Zazen – Tecniche pratiche

«Una speciale tradizione esterna alle scritture (教外別傳)
Non dipendente dalle parole e dalle lettere (不立文字)
Che punta direttamente alla mente-cuore dell’uomo (直指人心)
Che vede dentro la propria natura e raggiunge la buddhità (見性成佛)»

Molto si è detto e molto si dirà sulla storia dello Zen e sulla sua filosofia, ma raramente si tratta in senso compiuto quel che sono le tecniche ed il metodo che risiede alla base di ogni buona pratica. Lo Zen in una delle sue forme pratiche, lo Zazen (zen seduto), detta gli schemi fisiologici e mentali del comportamento funzionale del nostro corpo, donandoci come nell’esecuzione di un Kata delle arti marziali, i waza, le tecniche che sono il principio per un corretta esecuzione e che regolano l’indissolubile rapporto che esiste tra la nostra mente ed il nostro involucro.

- DETTAGLI ESERCIZIO -
Nel testo sullo Zazen, quale significato viene dato al termine "Zazen"?

- VOCI ELENCO -
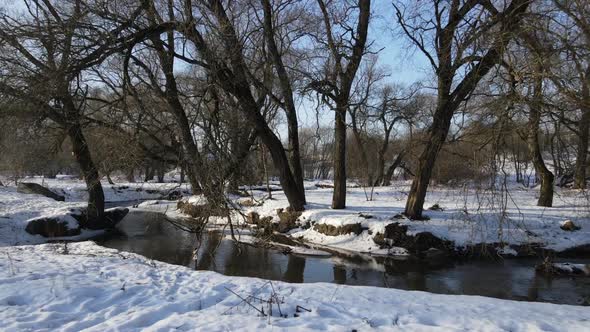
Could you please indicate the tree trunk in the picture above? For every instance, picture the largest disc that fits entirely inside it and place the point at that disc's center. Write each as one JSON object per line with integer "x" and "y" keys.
{"x": 130, "y": 175}
{"x": 391, "y": 169}
{"x": 582, "y": 155}
{"x": 111, "y": 182}
{"x": 95, "y": 210}
{"x": 160, "y": 173}
{"x": 149, "y": 174}
{"x": 182, "y": 174}
{"x": 437, "y": 135}
{"x": 547, "y": 178}
{"x": 339, "y": 196}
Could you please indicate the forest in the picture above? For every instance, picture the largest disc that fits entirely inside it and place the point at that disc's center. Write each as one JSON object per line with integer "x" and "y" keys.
{"x": 409, "y": 140}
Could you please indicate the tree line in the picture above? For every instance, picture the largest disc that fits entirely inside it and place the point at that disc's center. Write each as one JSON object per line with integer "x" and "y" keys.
{"x": 203, "y": 85}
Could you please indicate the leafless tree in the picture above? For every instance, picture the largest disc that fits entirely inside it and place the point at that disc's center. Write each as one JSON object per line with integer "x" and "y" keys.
{"x": 463, "y": 40}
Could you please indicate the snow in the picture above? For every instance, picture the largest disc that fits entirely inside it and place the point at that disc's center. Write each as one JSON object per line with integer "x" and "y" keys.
{"x": 75, "y": 190}
{"x": 470, "y": 216}
{"x": 82, "y": 286}
{"x": 572, "y": 268}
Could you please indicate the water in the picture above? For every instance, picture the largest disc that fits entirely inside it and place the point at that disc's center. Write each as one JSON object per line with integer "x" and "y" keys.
{"x": 148, "y": 234}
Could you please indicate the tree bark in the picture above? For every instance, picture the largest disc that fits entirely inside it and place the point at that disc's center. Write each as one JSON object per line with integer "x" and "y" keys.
{"x": 234, "y": 80}
{"x": 289, "y": 103}
{"x": 545, "y": 175}
{"x": 391, "y": 169}
{"x": 582, "y": 154}
{"x": 437, "y": 134}
{"x": 339, "y": 196}
{"x": 95, "y": 210}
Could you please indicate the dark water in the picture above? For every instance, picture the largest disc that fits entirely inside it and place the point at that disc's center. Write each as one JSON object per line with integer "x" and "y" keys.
{"x": 150, "y": 235}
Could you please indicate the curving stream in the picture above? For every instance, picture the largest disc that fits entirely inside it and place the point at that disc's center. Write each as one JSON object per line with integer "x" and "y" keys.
{"x": 150, "y": 235}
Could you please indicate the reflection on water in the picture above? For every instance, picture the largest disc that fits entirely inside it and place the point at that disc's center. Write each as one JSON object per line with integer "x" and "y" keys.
{"x": 149, "y": 235}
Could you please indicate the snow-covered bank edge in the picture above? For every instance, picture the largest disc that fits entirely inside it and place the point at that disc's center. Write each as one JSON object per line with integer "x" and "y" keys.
{"x": 85, "y": 286}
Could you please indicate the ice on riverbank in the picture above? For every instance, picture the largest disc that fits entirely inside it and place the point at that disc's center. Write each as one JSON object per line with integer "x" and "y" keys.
{"x": 84, "y": 286}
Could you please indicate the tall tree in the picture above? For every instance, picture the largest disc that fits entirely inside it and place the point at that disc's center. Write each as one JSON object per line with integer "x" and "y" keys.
{"x": 45, "y": 53}
{"x": 572, "y": 75}
{"x": 225, "y": 59}
{"x": 462, "y": 40}
{"x": 346, "y": 45}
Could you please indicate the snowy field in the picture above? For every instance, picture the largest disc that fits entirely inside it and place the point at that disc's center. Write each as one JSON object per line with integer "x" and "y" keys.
{"x": 16, "y": 208}
{"x": 83, "y": 286}
{"x": 468, "y": 216}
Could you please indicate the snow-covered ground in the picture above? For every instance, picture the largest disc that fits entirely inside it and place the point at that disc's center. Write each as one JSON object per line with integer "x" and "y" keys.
{"x": 468, "y": 216}
{"x": 83, "y": 286}
{"x": 17, "y": 209}
{"x": 75, "y": 189}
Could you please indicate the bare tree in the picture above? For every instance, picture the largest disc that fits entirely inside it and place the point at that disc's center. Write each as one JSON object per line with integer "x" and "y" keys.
{"x": 346, "y": 45}
{"x": 463, "y": 40}
{"x": 44, "y": 54}
{"x": 572, "y": 75}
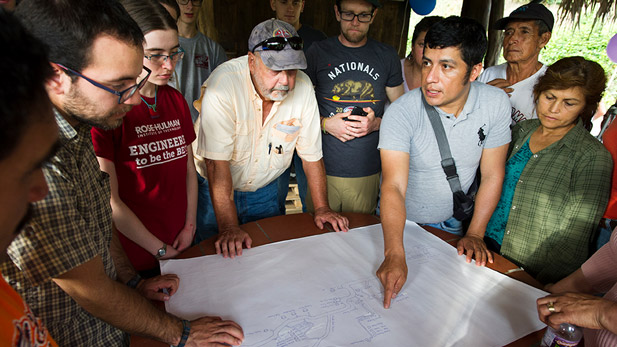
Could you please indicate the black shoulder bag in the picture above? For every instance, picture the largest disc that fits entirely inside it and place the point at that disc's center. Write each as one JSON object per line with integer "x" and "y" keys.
{"x": 463, "y": 203}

- RISULTATO ATTIVITÀ -
Zen seduto.